(Materials provided)
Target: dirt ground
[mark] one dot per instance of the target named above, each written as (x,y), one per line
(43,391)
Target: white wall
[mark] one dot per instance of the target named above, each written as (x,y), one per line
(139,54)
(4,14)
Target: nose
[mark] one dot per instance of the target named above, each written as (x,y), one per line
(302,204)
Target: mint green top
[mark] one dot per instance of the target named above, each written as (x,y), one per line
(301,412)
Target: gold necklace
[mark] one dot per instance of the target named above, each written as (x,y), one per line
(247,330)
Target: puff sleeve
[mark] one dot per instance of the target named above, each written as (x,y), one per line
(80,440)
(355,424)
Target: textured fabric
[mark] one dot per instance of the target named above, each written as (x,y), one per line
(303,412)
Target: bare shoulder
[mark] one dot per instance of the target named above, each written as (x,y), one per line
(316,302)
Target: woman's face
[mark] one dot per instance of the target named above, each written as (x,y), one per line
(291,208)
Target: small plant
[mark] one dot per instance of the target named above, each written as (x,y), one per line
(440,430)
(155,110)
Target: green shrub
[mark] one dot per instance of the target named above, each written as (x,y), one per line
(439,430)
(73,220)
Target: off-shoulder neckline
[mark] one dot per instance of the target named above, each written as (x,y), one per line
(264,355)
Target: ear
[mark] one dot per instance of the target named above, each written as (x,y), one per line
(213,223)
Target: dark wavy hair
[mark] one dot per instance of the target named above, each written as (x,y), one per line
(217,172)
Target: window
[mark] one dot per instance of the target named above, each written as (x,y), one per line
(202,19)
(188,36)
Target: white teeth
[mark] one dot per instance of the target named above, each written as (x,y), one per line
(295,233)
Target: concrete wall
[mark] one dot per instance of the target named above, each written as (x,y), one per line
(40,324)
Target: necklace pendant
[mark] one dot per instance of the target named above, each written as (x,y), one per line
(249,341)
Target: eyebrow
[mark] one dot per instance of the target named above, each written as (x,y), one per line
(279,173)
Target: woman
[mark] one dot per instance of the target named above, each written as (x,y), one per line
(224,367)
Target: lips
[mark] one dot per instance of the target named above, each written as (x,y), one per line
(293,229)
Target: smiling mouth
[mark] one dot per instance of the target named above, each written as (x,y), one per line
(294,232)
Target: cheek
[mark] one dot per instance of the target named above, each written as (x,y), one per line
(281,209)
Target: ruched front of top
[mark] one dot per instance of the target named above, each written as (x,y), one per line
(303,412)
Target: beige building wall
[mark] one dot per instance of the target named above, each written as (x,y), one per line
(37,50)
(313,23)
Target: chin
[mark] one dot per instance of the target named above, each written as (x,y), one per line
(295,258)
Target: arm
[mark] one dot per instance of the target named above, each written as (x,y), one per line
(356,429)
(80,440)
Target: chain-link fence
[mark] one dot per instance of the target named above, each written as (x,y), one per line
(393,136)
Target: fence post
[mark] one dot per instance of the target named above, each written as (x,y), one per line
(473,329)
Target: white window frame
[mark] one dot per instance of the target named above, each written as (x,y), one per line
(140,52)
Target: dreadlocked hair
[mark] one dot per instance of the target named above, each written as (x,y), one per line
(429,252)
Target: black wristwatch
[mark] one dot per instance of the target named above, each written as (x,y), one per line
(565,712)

(Your assignment)
Reproduce only the lines from the line containing "Target: cheek" to the last line of the material above, both of those lines included.

(Answer for the task)
Target: cheek
[mark] one dot per instance of the target named above, each written as (x,y), one per line
(281,209)
Target: ruched front of top
[mark] one dot per instance of the target named above, each written as (x,y), one per line
(303,412)
Target: beige building wall
[mark] one dot per instance of the target named above, each written as (x,y), one per line
(37,50)
(313,23)
Target: chin
[mark] one dot per instance of the target named above, each written as (x,y), one per line
(295,258)
Target: arm
[mark] one dot per instance of the target named above, each written as (x,y), one per line
(356,429)
(80,440)
Target: chain-link fence
[mark] one dot per instance of the target named above, each written as (x,y), one per line
(393,136)
Target: fence post
[mark] one dot per instance of the target named above, each written as (x,y), one per line
(473,329)
Target: white window frame
[mark] one dot per instance of the target named above, each written as (x,y), one per line
(140,52)
Target: dreadlocked hair
[mark] one dot per instance of the target named above, each written as (x,y), one per line
(429,252)
Target: black wristwatch
[mark] one dot per instance of the target named above, each written as (x,y), one per line
(565,712)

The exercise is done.